--- begin ---

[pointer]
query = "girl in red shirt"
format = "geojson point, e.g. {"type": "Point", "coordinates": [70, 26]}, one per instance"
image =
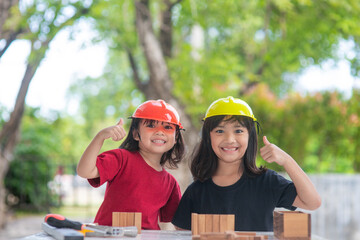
{"type": "Point", "coordinates": [134, 173]}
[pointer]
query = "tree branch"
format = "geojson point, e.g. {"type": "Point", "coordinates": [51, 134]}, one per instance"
{"type": "Point", "coordinates": [142, 86]}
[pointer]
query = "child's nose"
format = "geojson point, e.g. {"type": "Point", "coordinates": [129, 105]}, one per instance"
{"type": "Point", "coordinates": [160, 130]}
{"type": "Point", "coordinates": [230, 137]}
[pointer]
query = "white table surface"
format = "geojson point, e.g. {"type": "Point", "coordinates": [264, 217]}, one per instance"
{"type": "Point", "coordinates": [150, 235]}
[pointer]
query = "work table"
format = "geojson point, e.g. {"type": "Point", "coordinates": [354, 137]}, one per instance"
{"type": "Point", "coordinates": [151, 235]}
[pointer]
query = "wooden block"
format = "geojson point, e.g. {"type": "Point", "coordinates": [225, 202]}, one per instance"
{"type": "Point", "coordinates": [115, 218]}
{"type": "Point", "coordinates": [292, 224]}
{"type": "Point", "coordinates": [230, 220]}
{"type": "Point", "coordinates": [195, 237]}
{"type": "Point", "coordinates": [201, 223]}
{"type": "Point", "coordinates": [216, 236]}
{"type": "Point", "coordinates": [246, 233]}
{"type": "Point", "coordinates": [194, 224]}
{"type": "Point", "coordinates": [122, 220]}
{"type": "Point", "coordinates": [137, 221]}
{"type": "Point", "coordinates": [130, 217]}
{"type": "Point", "coordinates": [208, 223]}
{"type": "Point", "coordinates": [216, 222]}
{"type": "Point", "coordinates": [126, 219]}
{"type": "Point", "coordinates": [223, 223]}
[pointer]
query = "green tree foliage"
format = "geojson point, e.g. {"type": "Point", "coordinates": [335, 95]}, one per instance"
{"type": "Point", "coordinates": [45, 146]}
{"type": "Point", "coordinates": [240, 45]}
{"type": "Point", "coordinates": [320, 131]}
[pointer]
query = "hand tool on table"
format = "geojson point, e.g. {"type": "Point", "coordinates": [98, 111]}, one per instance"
{"type": "Point", "coordinates": [60, 221]}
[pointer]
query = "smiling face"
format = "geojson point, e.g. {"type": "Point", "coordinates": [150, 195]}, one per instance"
{"type": "Point", "coordinates": [229, 140]}
{"type": "Point", "coordinates": [155, 137]}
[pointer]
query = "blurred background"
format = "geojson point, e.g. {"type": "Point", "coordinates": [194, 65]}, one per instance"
{"type": "Point", "coordinates": [70, 68]}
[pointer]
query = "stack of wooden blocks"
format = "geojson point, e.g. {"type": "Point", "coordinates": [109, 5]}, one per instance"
{"type": "Point", "coordinates": [205, 223]}
{"type": "Point", "coordinates": [292, 225]}
{"type": "Point", "coordinates": [230, 235]}
{"type": "Point", "coordinates": [218, 227]}
{"type": "Point", "coordinates": [126, 219]}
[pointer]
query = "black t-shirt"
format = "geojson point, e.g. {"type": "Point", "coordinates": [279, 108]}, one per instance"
{"type": "Point", "coordinates": [251, 199]}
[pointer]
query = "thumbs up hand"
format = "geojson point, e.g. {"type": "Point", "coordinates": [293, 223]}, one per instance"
{"type": "Point", "coordinates": [272, 153]}
{"type": "Point", "coordinates": [116, 132]}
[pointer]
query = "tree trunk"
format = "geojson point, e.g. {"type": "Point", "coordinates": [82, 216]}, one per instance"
{"type": "Point", "coordinates": [160, 84]}
{"type": "Point", "coordinates": [9, 134]}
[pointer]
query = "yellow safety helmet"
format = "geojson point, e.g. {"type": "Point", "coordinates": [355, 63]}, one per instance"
{"type": "Point", "coordinates": [229, 106]}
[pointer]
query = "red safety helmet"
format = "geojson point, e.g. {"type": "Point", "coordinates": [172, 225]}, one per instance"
{"type": "Point", "coordinates": [158, 110]}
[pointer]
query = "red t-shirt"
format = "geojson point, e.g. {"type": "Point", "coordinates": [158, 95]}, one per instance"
{"type": "Point", "coordinates": [134, 186]}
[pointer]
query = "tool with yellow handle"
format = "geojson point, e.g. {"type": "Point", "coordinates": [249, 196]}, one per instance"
{"type": "Point", "coordinates": [60, 221]}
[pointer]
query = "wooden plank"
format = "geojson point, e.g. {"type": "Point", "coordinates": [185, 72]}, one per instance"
{"type": "Point", "coordinates": [122, 219]}
{"type": "Point", "coordinates": [223, 223]}
{"type": "Point", "coordinates": [201, 222]}
{"type": "Point", "coordinates": [130, 217]}
{"type": "Point", "coordinates": [115, 219]}
{"type": "Point", "coordinates": [194, 224]}
{"type": "Point", "coordinates": [230, 222]}
{"type": "Point", "coordinates": [216, 222]}
{"type": "Point", "coordinates": [138, 221]}
{"type": "Point", "coordinates": [295, 225]}
{"type": "Point", "coordinates": [208, 223]}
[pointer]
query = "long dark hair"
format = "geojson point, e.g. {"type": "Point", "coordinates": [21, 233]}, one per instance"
{"type": "Point", "coordinates": [205, 162]}
{"type": "Point", "coordinates": [173, 156]}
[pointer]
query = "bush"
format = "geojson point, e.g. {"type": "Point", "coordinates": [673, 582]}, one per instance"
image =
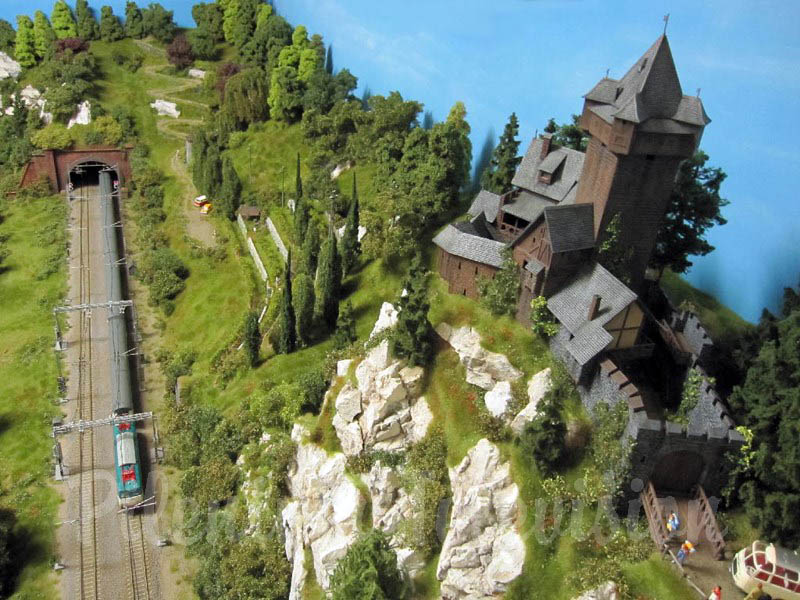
{"type": "Point", "coordinates": [368, 571]}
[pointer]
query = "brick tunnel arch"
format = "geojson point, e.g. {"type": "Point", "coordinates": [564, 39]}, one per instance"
{"type": "Point", "coordinates": [678, 472]}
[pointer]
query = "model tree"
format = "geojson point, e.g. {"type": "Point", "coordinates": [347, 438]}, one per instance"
{"type": "Point", "coordinates": [110, 29]}
{"type": "Point", "coordinates": [25, 47]}
{"type": "Point", "coordinates": [412, 335]}
{"type": "Point", "coordinates": [134, 22]}
{"type": "Point", "coordinates": [180, 53]}
{"type": "Point", "coordinates": [43, 34]}
{"type": "Point", "coordinates": [287, 342]}
{"type": "Point", "coordinates": [329, 282]}
{"type": "Point", "coordinates": [88, 28]}
{"type": "Point", "coordinates": [694, 207]}
{"type": "Point", "coordinates": [63, 20]}
{"type": "Point", "coordinates": [767, 477]}
{"type": "Point", "coordinates": [505, 160]}
{"type": "Point", "coordinates": [351, 246]}
{"type": "Point", "coordinates": [368, 571]}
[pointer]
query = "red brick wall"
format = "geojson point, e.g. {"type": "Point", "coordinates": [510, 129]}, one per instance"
{"type": "Point", "coordinates": [56, 164]}
{"type": "Point", "coordinates": [462, 274]}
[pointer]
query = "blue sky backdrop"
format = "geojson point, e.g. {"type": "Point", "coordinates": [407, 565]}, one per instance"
{"type": "Point", "coordinates": [538, 57]}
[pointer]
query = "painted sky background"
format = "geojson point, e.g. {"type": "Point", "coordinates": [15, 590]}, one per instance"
{"type": "Point", "coordinates": [538, 57]}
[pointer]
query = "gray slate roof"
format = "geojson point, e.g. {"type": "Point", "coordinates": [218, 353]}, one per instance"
{"type": "Point", "coordinates": [570, 227]}
{"type": "Point", "coordinates": [527, 176]}
{"type": "Point", "coordinates": [472, 247]}
{"type": "Point", "coordinates": [486, 202]}
{"type": "Point", "coordinates": [570, 305]}
{"type": "Point", "coordinates": [649, 90]}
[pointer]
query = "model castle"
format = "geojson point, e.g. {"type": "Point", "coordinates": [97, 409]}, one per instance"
{"type": "Point", "coordinates": [613, 343]}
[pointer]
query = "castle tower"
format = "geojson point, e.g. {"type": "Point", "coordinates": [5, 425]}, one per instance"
{"type": "Point", "coordinates": [641, 127]}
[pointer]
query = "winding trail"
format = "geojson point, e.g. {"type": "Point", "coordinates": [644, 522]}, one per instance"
{"type": "Point", "coordinates": [197, 226]}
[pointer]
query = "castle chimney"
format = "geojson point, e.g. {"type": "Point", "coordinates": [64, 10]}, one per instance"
{"type": "Point", "coordinates": [594, 307]}
{"type": "Point", "coordinates": [546, 137]}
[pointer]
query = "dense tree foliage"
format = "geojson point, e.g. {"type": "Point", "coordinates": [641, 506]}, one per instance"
{"type": "Point", "coordinates": [87, 26]}
{"type": "Point", "coordinates": [43, 35]}
{"type": "Point", "coordinates": [412, 335]}
{"type": "Point", "coordinates": [329, 282]}
{"type": "Point", "coordinates": [63, 20]}
{"type": "Point", "coordinates": [110, 28]}
{"type": "Point", "coordinates": [180, 53]}
{"type": "Point", "coordinates": [505, 159]}
{"type": "Point", "coordinates": [287, 340]}
{"type": "Point", "coordinates": [368, 571]}
{"type": "Point", "coordinates": [767, 476]}
{"type": "Point", "coordinates": [303, 292]}
{"type": "Point", "coordinates": [694, 207]}
{"type": "Point", "coordinates": [134, 22]}
{"type": "Point", "coordinates": [157, 21]}
{"type": "Point", "coordinates": [25, 45]}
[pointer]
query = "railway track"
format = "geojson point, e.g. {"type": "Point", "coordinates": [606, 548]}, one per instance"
{"type": "Point", "coordinates": [87, 489]}
{"type": "Point", "coordinates": [140, 588]}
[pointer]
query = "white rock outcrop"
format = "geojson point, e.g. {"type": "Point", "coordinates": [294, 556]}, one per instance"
{"type": "Point", "coordinates": [384, 410]}
{"type": "Point", "coordinates": [607, 591]}
{"type": "Point", "coordinates": [9, 67]}
{"type": "Point", "coordinates": [538, 386]}
{"type": "Point", "coordinates": [391, 506]}
{"type": "Point", "coordinates": [387, 319]}
{"type": "Point", "coordinates": [166, 109]}
{"type": "Point", "coordinates": [323, 513]}
{"type": "Point", "coordinates": [82, 116]}
{"type": "Point", "coordinates": [482, 552]}
{"type": "Point", "coordinates": [484, 368]}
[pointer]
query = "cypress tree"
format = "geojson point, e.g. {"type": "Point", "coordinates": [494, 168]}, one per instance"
{"type": "Point", "coordinates": [304, 307]}
{"type": "Point", "coordinates": [134, 23]}
{"type": "Point", "coordinates": [288, 334]}
{"type": "Point", "coordinates": [43, 34]}
{"type": "Point", "coordinates": [351, 247]}
{"type": "Point", "coordinates": [497, 178]}
{"type": "Point", "coordinates": [110, 29]}
{"type": "Point", "coordinates": [329, 281]}
{"type": "Point", "coordinates": [87, 24]}
{"type": "Point", "coordinates": [63, 20]}
{"type": "Point", "coordinates": [329, 60]}
{"type": "Point", "coordinates": [231, 191]}
{"type": "Point", "coordinates": [24, 47]}
{"type": "Point", "coordinates": [345, 327]}
{"type": "Point", "coordinates": [412, 337]}
{"type": "Point", "coordinates": [252, 337]}
{"type": "Point", "coordinates": [310, 251]}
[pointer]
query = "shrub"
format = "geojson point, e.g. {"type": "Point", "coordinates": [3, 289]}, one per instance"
{"type": "Point", "coordinates": [368, 571]}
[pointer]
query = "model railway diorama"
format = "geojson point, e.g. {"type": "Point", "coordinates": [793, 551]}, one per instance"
{"type": "Point", "coordinates": [126, 448]}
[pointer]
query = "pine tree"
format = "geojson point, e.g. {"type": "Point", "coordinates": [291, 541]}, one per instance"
{"type": "Point", "coordinates": [87, 24]}
{"type": "Point", "coordinates": [310, 251]}
{"type": "Point", "coordinates": [497, 178]}
{"type": "Point", "coordinates": [43, 34]}
{"type": "Point", "coordinates": [252, 337]}
{"type": "Point", "coordinates": [412, 336]}
{"type": "Point", "coordinates": [134, 24]}
{"type": "Point", "coordinates": [329, 282]}
{"type": "Point", "coordinates": [231, 191]}
{"type": "Point", "coordinates": [288, 333]}
{"type": "Point", "coordinates": [345, 327]}
{"type": "Point", "coordinates": [63, 20]}
{"type": "Point", "coordinates": [110, 29]}
{"type": "Point", "coordinates": [351, 247]}
{"type": "Point", "coordinates": [304, 307]}
{"type": "Point", "coordinates": [24, 47]}
{"type": "Point", "coordinates": [329, 60]}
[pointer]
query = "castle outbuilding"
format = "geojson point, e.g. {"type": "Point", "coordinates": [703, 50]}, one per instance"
{"type": "Point", "coordinates": [552, 221]}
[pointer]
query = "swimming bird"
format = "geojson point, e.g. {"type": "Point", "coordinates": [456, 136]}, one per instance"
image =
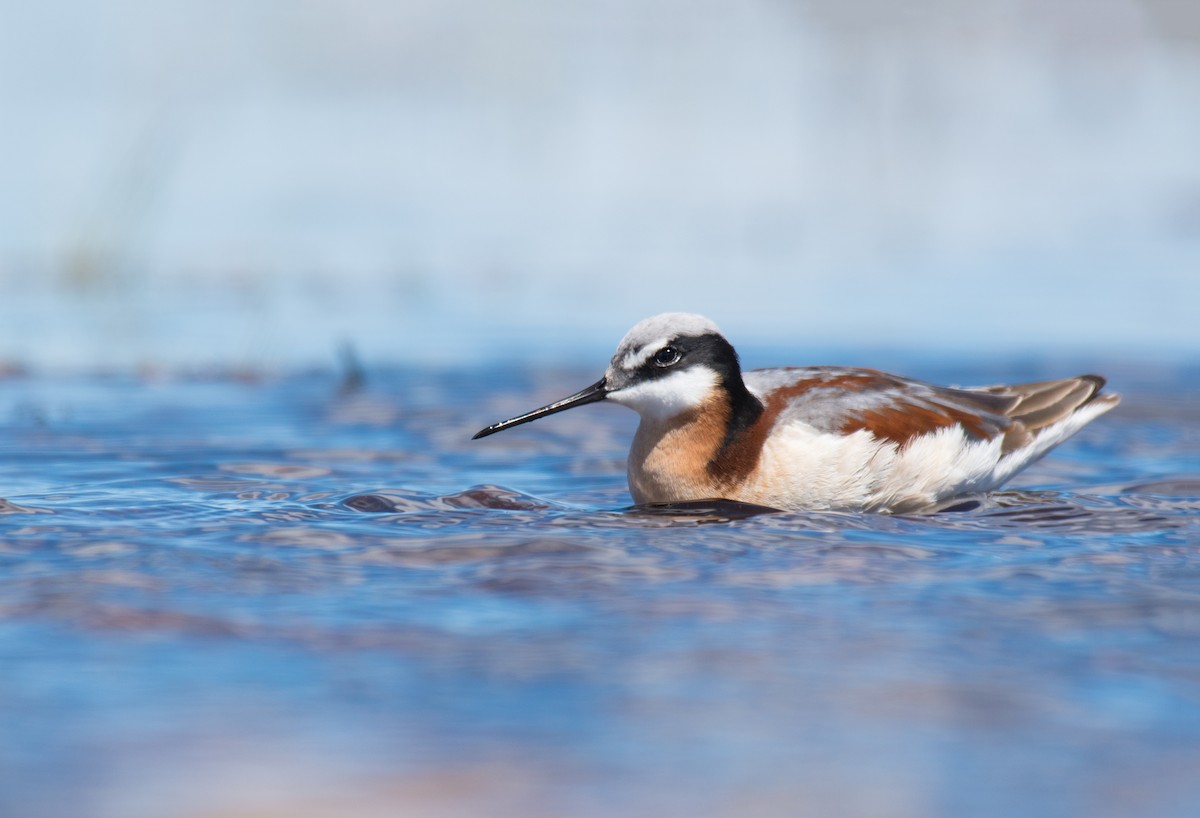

--- end ---

• What you should do: Which lines in the records above contain the string "foliage"? Gather each of them and copy it out in full.

• Answer to the problem:
query = "green tree foliage"
query = "dense tree foliage"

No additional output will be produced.